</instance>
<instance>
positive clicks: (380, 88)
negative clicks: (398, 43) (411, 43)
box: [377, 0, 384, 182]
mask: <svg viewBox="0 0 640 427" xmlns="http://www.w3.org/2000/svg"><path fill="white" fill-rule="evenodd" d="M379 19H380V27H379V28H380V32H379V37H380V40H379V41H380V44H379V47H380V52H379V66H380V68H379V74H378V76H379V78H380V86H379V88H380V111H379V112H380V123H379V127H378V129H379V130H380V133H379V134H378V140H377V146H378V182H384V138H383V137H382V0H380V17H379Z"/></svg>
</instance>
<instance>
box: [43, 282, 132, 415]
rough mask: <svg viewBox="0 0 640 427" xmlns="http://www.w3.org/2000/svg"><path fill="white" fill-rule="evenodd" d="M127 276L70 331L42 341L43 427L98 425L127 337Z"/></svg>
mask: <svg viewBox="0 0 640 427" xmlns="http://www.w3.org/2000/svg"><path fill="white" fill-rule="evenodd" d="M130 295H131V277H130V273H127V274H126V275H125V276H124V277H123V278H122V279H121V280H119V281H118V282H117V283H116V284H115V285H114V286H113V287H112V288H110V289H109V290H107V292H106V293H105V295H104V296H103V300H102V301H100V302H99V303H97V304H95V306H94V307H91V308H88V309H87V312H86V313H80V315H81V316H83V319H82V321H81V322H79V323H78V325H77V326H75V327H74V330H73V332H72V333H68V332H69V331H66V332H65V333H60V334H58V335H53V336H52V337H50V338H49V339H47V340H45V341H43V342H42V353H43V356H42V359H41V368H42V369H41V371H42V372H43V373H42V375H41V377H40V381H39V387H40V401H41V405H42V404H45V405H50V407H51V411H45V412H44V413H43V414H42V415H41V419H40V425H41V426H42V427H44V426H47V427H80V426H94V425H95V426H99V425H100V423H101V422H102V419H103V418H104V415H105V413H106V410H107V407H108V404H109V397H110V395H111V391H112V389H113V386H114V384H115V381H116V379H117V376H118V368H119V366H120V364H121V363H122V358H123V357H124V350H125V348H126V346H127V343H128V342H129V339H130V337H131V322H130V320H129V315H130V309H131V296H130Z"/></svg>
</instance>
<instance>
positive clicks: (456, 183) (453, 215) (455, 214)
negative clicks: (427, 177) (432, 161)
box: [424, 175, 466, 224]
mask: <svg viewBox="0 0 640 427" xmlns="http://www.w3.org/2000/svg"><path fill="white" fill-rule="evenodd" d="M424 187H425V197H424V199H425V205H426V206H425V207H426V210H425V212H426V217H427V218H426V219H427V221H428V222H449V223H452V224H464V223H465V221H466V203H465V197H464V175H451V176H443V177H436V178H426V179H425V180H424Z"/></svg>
········
### About this task
Wherever the word "positive" occurs in the data, copy that whole line.

### Expected answer
positive clicks: (380, 88)
positive clicks: (456, 183) (453, 215) (455, 214)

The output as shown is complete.